__Try it__:
Please reproduce each line of the data below as it stands.

Collected data:
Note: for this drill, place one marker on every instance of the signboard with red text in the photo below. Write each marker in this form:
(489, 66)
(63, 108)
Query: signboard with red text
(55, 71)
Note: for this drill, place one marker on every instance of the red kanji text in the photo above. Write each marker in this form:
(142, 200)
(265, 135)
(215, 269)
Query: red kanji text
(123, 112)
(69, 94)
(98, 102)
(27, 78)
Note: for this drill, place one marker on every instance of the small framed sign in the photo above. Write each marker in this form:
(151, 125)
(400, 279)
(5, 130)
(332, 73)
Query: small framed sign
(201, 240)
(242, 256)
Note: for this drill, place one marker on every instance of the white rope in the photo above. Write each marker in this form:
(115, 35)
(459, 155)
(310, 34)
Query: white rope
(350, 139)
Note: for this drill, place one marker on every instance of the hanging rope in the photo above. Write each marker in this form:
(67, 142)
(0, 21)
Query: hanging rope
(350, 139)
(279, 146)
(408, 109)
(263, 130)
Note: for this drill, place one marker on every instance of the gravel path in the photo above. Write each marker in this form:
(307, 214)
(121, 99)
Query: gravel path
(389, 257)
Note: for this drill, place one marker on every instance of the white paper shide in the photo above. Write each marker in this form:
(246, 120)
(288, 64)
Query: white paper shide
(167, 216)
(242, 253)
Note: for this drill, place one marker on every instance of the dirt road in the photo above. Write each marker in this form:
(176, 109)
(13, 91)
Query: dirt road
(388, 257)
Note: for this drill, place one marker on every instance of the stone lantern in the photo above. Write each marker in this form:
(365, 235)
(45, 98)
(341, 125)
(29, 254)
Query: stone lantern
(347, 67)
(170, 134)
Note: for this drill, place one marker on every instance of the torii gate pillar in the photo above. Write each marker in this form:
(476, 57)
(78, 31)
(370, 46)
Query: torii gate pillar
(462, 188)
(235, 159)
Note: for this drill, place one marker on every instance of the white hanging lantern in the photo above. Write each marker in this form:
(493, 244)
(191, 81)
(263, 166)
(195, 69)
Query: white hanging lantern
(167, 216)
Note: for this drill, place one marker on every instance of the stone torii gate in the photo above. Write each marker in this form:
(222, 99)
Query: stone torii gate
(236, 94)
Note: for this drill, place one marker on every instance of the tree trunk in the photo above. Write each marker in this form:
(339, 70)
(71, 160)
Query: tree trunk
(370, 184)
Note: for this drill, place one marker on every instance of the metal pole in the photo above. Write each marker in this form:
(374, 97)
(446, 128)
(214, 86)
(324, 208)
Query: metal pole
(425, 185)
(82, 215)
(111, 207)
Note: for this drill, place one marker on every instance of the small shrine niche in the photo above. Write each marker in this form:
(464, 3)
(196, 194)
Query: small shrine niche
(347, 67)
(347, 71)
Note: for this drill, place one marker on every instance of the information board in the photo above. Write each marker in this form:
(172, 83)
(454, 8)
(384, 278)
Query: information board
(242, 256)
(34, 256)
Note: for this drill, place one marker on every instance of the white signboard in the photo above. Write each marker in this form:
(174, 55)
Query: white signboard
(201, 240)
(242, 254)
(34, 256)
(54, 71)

__Answer box__:
Note: for this drill, place one marker on every instance of the signboard with red text in the photo below. Write each marker in this form:
(489, 66)
(63, 108)
Query: signboard with red text
(55, 71)
Note: for this drill, place one marker on every instance of the red kanji text in the photo above. Write each marker in this form:
(142, 200)
(265, 135)
(215, 269)
Query: red kanji text
(123, 112)
(69, 94)
(98, 102)
(27, 78)
Note: for this drill, place one marker on every instance of the small framed sign in the photo above. Write each marker in this form:
(151, 125)
(400, 279)
(5, 130)
(332, 73)
Query: small framed sign
(201, 240)
(242, 256)
Note: for this drill, place one marker on every instance of the white rope in the photo above. Write each marker in this form:
(115, 35)
(459, 155)
(310, 34)
Query: white rope
(350, 139)
Note: for this drill, place one marker on every instance of the hanging rope in the photo above. Write each marker in this form:
(67, 142)
(0, 21)
Query: hanging rope
(350, 139)
(279, 146)
(408, 109)
(263, 130)
Note: for this drill, place one marker on every instance of the gravel path in the photo above. Write each marker in this form:
(307, 214)
(121, 99)
Query: gravel path
(389, 257)
Note: for this drill, place one marker on every instance of the white paper shide in the photo above. Write each marker in this form:
(246, 120)
(288, 64)
Query: white paper shide
(167, 216)
(242, 253)
Note: for this drill, place one marker on every instance of the dirt road in the photo above. Write each marker in this form:
(176, 109)
(13, 91)
Query: dirt road
(388, 257)
Note: for this drill, place one marker on every instance of the stone lantern in the photo above. Write each marker in this form:
(365, 235)
(45, 98)
(341, 125)
(29, 254)
Query: stone lantern
(347, 67)
(170, 134)
Note: for this drill, place one marker on every instance of the torii gate pillar in the photo above. Write each marker in this form:
(476, 57)
(78, 31)
(370, 46)
Query: torii gate pillar
(462, 188)
(235, 159)
Note: for this drill, place one marker on every instance of the white hanging lantern in the photo above. Write each marker in this form:
(493, 244)
(191, 81)
(263, 166)
(195, 69)
Query: white hanging lantern
(167, 216)
Note: for this drill, place one marker on every instance of the stone torii gate in the photo above. Write each marker in this form:
(222, 99)
Query: stone torii gate
(236, 94)
Note: for this drill, place one marker on every instance of the tree trunk in the photo above. Write each marker in this form:
(339, 70)
(71, 160)
Query: tree trunk
(370, 184)
Note: for this drill, place one marker on every instance of the metal pole in the photo above. Write each marker in this form:
(374, 97)
(446, 128)
(214, 86)
(324, 208)
Query: metal pole
(425, 185)
(82, 215)
(111, 207)
Note: for this drill, place one marker on every instance of the small shrine niche in the photo above. Write each marker in this form:
(464, 3)
(196, 194)
Query: small shrine niche
(347, 67)
(347, 71)
Note: for this drill, place one marker on every instance of the information board in the photo above. Write each marker in this form:
(172, 83)
(454, 8)
(384, 278)
Query: information board
(242, 256)
(34, 256)
Note: for this drill, place one marker on every instance of the white signboard in the photo above. Write each marker in this form:
(174, 55)
Query: white signboard
(201, 240)
(242, 254)
(34, 256)
(54, 71)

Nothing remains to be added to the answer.